• **WHAT THE TASK ASKS**
Rewrite every line of the records below as a numbered list, skipping any blank lines. Leave the pictures out of your answer.

Entries pointing to named objects
begin

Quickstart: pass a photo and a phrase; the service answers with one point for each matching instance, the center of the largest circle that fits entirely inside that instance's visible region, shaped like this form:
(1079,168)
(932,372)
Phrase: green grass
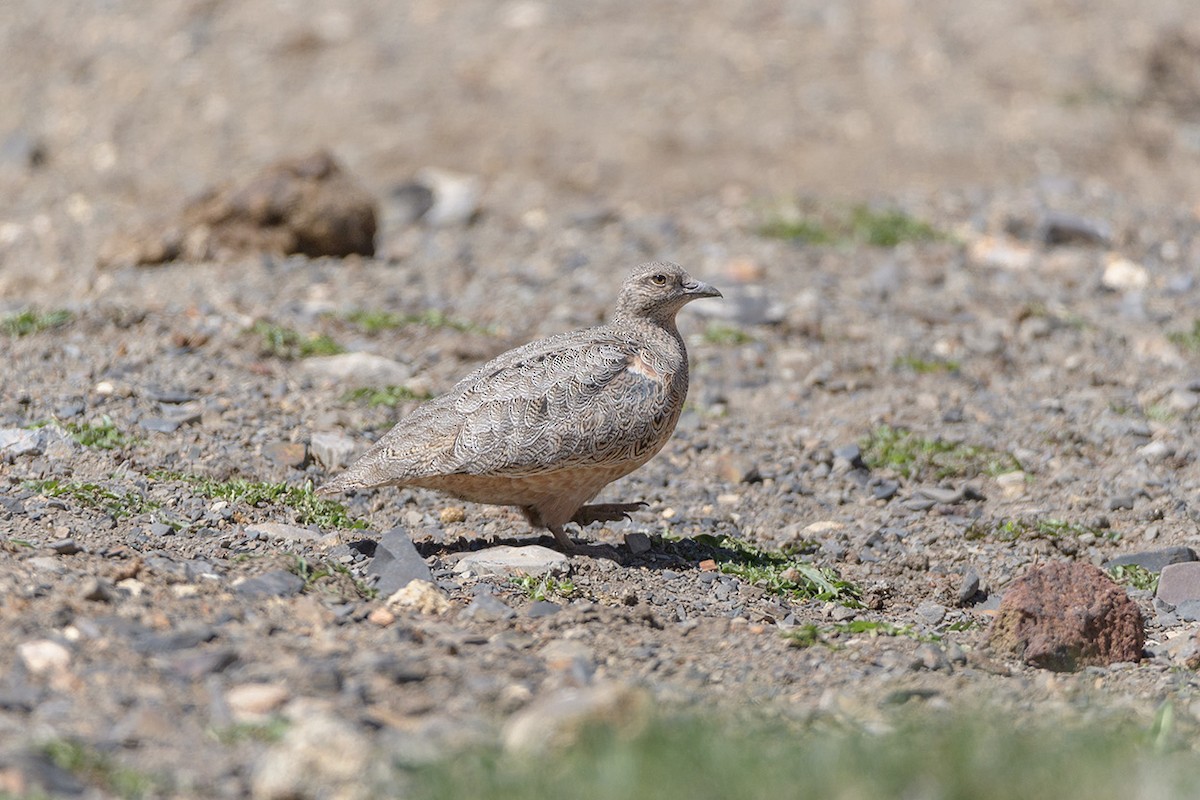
(1187,341)
(373,320)
(101,434)
(31,320)
(336,578)
(916,753)
(240,732)
(925,366)
(778,572)
(913,456)
(726,335)
(1011,530)
(307,506)
(543,587)
(859,224)
(283,342)
(119,505)
(1135,577)
(389,396)
(99,770)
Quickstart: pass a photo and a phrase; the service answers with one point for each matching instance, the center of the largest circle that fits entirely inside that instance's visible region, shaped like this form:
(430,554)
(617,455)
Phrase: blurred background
(113,110)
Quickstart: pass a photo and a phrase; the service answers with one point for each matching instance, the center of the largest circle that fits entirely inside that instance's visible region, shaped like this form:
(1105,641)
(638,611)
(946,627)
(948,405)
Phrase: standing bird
(546,426)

end

• **ANSWER IN FULL**
1. Quickstart: pass a photo and a phrase; the service answers with one point for each matching instance, the center of the largest circle that fits entirely inside that instance's visible region, shaped like this form:
2. (1079,168)
3. (932,372)
4. Phrase: green grass
5. (1187,341)
6. (373,320)
7. (101,434)
8. (31,320)
9. (336,578)
10. (916,753)
11. (240,732)
12. (925,366)
13. (778,572)
14. (913,456)
15. (726,335)
16. (1011,530)
17. (307,506)
18. (543,587)
19. (859,224)
20. (283,342)
21. (119,505)
22. (1135,577)
23. (389,396)
24. (99,770)
25. Quickstart: pass a photo and a phrase; the service answers with one point for each matching instance, the center of the largest circle that fits entirely inside that instance's visible region, shaped like this form:
26. (430,554)
27. (617,455)
28. Phrase: blurred background
29. (113,110)
30. Quickstart: pass a photo and a phrase; the service answers with one point for each matching instance, the center of the largest circle that fits entirely inside that instance's visible region, shaped like this form:
31. (1105,641)
32. (638,611)
33. (946,627)
34. (948,405)
35. Phrase: standing bird
36. (546,426)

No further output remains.